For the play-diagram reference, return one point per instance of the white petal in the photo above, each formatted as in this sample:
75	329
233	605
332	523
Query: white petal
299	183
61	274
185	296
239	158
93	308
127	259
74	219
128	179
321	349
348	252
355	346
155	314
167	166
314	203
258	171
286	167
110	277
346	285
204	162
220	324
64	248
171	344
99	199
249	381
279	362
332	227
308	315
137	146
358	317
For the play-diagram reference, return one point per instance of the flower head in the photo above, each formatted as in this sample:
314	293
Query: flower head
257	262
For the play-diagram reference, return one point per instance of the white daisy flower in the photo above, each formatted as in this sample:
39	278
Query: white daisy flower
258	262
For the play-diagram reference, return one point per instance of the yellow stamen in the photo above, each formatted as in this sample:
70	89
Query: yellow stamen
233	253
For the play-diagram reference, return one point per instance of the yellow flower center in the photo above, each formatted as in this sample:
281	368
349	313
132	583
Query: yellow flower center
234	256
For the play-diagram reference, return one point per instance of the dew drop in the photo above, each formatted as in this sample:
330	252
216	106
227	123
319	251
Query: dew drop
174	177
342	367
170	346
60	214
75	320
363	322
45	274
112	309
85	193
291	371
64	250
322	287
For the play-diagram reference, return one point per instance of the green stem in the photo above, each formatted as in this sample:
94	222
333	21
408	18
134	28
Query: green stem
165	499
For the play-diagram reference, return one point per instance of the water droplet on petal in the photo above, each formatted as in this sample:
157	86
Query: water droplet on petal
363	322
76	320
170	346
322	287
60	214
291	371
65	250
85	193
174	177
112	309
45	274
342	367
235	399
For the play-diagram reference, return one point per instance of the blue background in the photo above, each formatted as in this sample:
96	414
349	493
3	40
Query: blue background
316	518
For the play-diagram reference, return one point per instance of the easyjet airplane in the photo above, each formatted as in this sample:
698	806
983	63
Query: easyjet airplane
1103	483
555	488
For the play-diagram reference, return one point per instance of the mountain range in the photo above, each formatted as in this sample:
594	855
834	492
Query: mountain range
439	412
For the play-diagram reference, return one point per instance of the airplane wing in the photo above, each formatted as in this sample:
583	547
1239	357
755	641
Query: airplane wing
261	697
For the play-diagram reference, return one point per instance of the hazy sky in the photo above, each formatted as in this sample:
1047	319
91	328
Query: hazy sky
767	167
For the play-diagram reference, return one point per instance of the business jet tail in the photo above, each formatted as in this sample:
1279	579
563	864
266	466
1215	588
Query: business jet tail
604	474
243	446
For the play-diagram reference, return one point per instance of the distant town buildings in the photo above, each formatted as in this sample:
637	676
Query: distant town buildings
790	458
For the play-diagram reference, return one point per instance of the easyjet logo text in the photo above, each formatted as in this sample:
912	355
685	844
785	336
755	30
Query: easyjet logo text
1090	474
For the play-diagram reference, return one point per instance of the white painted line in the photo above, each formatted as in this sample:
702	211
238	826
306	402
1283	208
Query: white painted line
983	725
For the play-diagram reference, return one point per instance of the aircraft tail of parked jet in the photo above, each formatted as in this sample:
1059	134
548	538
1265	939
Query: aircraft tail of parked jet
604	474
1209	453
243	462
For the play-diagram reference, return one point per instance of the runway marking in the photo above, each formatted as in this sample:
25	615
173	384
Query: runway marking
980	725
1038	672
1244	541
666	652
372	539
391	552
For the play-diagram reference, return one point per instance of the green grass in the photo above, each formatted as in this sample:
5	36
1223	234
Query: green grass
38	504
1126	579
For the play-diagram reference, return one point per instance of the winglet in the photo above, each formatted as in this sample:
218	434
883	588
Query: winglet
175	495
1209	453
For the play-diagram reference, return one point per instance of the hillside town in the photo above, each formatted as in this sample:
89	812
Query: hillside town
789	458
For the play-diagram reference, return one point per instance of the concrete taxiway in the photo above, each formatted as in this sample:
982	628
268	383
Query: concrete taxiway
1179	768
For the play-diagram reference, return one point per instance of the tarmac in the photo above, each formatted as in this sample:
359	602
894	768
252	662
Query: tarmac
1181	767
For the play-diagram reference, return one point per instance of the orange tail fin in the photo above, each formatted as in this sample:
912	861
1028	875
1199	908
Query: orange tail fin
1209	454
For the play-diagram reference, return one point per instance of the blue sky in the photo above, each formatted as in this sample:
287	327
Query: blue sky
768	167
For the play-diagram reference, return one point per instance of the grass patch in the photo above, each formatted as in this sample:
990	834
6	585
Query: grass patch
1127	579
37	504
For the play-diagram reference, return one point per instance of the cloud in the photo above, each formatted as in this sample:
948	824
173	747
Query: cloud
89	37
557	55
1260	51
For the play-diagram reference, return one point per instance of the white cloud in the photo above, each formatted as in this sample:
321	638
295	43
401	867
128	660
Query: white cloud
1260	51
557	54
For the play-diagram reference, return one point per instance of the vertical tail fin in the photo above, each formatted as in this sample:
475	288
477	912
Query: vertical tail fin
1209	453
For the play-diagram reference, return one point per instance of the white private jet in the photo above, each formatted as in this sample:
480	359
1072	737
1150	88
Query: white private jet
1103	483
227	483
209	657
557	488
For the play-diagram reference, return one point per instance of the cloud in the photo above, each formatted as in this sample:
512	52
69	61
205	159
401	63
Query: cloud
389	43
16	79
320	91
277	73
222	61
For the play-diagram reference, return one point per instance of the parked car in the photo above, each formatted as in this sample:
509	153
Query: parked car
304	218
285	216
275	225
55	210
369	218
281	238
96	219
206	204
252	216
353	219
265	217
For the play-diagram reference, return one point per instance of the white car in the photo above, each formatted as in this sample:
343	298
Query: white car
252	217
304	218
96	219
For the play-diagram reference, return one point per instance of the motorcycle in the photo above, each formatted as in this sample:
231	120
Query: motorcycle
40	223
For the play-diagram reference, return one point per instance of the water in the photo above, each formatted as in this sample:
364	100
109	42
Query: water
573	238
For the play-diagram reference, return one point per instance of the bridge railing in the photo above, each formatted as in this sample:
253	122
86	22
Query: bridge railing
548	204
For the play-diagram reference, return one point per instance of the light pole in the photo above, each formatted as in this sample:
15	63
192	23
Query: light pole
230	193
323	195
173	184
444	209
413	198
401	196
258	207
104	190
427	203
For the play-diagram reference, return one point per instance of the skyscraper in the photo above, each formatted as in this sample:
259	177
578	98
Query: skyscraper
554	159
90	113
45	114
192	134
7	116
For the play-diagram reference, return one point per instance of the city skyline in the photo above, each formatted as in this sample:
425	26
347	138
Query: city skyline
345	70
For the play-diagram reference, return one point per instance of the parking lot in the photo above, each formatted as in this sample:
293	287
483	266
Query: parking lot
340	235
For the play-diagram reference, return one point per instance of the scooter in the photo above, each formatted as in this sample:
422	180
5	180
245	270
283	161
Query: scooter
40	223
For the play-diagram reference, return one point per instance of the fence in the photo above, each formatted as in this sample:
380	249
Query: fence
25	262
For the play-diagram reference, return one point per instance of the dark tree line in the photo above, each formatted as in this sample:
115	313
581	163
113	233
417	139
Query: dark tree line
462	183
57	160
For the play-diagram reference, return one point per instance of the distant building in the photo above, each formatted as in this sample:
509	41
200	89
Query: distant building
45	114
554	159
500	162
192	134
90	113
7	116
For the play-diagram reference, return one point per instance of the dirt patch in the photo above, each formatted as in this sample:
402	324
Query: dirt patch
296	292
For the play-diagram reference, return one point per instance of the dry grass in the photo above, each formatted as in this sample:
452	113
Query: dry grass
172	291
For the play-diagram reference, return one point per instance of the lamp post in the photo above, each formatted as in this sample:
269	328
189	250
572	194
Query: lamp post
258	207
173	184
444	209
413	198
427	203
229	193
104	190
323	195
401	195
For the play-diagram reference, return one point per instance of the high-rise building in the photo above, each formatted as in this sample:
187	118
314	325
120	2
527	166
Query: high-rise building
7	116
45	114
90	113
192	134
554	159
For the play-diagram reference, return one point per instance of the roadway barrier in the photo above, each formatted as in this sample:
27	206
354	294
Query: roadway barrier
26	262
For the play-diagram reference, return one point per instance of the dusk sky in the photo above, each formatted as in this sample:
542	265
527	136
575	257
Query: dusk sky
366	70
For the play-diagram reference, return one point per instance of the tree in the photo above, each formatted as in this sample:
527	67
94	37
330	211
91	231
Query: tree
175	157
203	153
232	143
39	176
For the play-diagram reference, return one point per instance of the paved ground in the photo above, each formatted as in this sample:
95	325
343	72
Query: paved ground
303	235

########

**Directions for this task**. Lines from the one with "of the high-rise" through the last line above must be printed exactly; no other line is to appear.

**Your response**.
For the play-diagram reference, return one point per instance of the high-rise building in the photo above, each formatted as in this sample:
187	118
314	325
120	2
527	166
Query: high-rise building
7	116
45	114
90	113
192	134
554	159
For the play-diagram reference, return one point per instance of the roadway barrier in the photo above, each formatted as in this sample:
27	206
354	294
Query: roadway barrier
26	262
For the play-diagram reference, return one point per instance of the dusk sky in the photo above, each formatted as in this sample:
542	265
527	136
575	257
Query: dusk sky
366	70
For the play-diagram reference, return one point per instance of the tree in the photo above, each formatted as in this sample:
527	67
94	37
330	211
91	231
Query: tree
175	157
203	153
232	143
39	176
For the play-diagram reference, return one point per instance of the paved ground in the photo above, each formatted as in this sample:
95	325
343	72
Query: paved ground
303	235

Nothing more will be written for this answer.